=== WORK ORDER ===
This task calls for copying every line of the records that includes the word "Class".

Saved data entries

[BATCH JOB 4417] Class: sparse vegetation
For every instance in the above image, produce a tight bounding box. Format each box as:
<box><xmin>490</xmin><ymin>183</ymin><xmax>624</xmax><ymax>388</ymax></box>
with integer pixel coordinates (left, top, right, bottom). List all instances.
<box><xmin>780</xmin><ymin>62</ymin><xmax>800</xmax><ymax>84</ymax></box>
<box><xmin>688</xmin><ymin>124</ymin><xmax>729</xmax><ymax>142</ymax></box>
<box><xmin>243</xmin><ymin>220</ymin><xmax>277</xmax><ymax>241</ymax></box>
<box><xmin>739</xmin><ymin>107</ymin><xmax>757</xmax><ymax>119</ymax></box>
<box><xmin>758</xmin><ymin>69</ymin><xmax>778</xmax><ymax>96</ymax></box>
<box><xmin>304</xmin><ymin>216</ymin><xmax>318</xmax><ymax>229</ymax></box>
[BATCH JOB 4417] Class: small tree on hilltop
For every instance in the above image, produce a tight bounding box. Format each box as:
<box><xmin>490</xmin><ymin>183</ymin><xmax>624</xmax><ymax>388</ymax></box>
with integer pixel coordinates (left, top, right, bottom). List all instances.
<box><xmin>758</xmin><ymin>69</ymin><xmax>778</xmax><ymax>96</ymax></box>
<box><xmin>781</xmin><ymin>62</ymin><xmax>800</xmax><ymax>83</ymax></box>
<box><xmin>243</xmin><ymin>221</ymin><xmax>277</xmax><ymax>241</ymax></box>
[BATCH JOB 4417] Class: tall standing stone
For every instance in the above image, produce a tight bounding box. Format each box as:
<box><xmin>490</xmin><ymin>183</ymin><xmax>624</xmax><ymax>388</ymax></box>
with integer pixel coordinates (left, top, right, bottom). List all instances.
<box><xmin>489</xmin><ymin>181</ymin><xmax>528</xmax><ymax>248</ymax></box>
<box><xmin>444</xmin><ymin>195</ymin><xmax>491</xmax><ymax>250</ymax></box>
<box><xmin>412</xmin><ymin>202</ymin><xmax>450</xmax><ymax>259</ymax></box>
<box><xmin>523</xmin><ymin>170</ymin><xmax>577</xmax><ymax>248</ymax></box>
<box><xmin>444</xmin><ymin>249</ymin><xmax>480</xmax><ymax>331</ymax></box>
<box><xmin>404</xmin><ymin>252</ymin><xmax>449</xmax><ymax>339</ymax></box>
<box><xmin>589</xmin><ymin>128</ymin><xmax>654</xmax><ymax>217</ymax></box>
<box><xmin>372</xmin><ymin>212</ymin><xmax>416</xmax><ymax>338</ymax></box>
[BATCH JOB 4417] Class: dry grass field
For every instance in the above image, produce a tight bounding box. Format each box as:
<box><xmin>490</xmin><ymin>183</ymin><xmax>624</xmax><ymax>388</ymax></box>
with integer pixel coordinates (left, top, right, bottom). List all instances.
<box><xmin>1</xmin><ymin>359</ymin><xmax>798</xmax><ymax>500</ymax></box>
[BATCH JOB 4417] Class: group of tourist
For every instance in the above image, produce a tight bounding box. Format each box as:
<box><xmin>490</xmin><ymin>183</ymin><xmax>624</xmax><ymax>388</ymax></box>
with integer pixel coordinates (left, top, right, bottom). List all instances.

=== RESPONSE AREA ===
[BATCH JOB 4417] Class: sparse vegetation
[BATCH JOB 4417] Class: small tree on hilltop
[BATCH JOB 4417] Class: tall standing stone
[BATCH JOB 4417] Class: dry grass field
[BATCH JOB 4417] Class: group of tourist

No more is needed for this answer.